--- START Source text ---

Model estimates Water balance data for seven catchments investigated are presented in Table 8. For three of the catchments (Kaiwhitiwhiti, Torepatutahi and Upper Waiotapu), the water balance model indicates that aquifer recharge is very low. Resulting net recharge deficits are calculated for the Kaiwhitiwhiti and Torepatutahi catchments. There is a range of reasons for the recharge deficits such as incorrectly defined catchment boundaries and incorrect evapotranspiration rates. There is a very strong possibility that some of the flow to the Kaiwhitiwhiti and Torepatutahi streams originates from outside the topographical catchment boundary. The water balance indicates that the majority of the remaining catchments have reasonably high aquifer recharge. It must be noted that this water balance considers the groundwater system as a whole and does not take into consideration the separate aquifer formations within each of the catchments. Between 12% to 42% of rainfall leaves the catchments as stream flow, 38% to 66% leaves as evapotranspiration, 5% to 18% leaves as storm flow, while 0% to 45% recharges aquifers.

--- END Source text ---
--- START Data lines ---

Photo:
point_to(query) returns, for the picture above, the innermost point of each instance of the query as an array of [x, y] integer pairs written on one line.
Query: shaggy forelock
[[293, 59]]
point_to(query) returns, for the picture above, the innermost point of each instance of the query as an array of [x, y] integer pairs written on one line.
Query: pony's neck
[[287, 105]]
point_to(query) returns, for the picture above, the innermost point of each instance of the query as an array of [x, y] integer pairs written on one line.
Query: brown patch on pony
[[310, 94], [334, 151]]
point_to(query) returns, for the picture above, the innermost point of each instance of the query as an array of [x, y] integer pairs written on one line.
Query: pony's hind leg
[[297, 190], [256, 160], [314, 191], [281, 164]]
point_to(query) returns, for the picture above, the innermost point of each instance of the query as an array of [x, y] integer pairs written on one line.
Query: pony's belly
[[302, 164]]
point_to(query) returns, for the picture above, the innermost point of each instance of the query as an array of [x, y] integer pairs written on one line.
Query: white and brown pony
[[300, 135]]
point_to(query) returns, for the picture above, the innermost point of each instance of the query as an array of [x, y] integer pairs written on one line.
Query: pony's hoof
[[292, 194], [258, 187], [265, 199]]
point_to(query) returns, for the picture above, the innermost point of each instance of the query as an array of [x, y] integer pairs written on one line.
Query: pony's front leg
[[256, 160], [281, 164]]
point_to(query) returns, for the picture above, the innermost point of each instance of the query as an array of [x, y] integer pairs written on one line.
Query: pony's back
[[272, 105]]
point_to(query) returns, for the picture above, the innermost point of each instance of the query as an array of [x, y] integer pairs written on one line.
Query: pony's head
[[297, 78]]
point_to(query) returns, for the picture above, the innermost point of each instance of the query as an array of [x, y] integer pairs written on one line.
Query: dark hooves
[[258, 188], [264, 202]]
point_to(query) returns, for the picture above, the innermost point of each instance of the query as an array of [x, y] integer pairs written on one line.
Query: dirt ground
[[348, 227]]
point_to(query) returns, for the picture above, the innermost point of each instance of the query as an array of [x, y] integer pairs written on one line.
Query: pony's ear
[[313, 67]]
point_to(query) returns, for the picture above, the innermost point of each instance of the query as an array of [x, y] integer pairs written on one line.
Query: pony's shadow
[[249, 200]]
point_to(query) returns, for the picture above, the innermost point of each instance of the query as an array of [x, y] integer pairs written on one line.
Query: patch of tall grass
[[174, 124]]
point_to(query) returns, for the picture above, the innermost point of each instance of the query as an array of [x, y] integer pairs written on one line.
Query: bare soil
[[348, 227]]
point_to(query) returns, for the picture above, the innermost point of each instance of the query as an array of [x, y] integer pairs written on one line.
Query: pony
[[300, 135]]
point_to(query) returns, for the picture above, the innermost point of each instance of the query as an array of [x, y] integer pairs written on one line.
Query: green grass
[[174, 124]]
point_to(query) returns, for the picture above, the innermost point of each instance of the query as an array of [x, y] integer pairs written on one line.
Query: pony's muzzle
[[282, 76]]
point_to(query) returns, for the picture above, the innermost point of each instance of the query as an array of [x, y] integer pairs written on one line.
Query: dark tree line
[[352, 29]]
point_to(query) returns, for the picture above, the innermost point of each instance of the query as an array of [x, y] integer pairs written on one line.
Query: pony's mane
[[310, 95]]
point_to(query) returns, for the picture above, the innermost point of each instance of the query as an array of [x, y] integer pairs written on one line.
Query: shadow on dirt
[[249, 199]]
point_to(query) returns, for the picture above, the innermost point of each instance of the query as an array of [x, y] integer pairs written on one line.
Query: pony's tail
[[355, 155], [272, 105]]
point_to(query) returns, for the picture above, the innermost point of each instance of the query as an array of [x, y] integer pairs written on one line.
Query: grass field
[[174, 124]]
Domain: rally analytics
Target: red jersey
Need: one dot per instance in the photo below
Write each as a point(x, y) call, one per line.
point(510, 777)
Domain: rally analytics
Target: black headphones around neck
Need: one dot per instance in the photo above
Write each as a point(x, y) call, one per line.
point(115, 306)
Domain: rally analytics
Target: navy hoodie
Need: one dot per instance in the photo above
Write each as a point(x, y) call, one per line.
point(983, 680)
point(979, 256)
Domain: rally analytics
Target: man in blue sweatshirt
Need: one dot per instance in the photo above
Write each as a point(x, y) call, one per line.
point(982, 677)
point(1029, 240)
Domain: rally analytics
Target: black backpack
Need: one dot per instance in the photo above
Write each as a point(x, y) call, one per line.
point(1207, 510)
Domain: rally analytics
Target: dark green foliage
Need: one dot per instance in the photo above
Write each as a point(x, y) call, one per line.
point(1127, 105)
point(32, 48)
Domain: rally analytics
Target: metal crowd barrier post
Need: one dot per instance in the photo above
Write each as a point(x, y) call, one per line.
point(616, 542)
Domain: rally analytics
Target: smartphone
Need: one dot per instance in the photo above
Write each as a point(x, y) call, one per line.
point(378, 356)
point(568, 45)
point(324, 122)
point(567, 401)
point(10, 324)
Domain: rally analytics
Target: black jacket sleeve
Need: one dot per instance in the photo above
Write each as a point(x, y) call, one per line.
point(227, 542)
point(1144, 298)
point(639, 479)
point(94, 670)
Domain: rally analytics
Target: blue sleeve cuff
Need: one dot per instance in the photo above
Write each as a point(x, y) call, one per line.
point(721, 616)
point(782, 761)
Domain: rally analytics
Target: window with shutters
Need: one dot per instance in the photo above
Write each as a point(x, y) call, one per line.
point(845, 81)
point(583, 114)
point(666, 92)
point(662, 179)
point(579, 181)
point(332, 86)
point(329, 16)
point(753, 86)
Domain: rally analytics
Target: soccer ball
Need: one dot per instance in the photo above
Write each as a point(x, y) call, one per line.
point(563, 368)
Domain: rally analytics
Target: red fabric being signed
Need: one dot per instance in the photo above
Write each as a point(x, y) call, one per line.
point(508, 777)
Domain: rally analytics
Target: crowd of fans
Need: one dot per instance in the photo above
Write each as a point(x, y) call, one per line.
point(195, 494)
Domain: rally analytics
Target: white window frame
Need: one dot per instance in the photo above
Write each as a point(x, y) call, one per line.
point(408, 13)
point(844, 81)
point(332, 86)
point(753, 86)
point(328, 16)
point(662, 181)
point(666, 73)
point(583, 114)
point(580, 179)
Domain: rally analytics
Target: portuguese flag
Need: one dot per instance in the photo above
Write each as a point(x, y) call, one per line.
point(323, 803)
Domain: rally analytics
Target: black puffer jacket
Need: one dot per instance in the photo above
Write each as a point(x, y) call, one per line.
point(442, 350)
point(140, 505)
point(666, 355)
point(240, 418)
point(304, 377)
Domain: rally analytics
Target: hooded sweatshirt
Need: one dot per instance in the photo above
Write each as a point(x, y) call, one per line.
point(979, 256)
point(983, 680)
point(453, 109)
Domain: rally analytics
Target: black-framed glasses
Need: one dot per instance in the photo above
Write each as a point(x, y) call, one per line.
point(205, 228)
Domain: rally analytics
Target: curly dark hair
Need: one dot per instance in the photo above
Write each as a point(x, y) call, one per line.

--- END Data lines ---

• **Direction**
According to the water balance text, what share of rainfall leaves the catchments as evapotranspiration? Base your answer only on the water balance text.

• **Correct response**
Between 38% and 66% of rainfall leaves the catchments as evapotranspiration.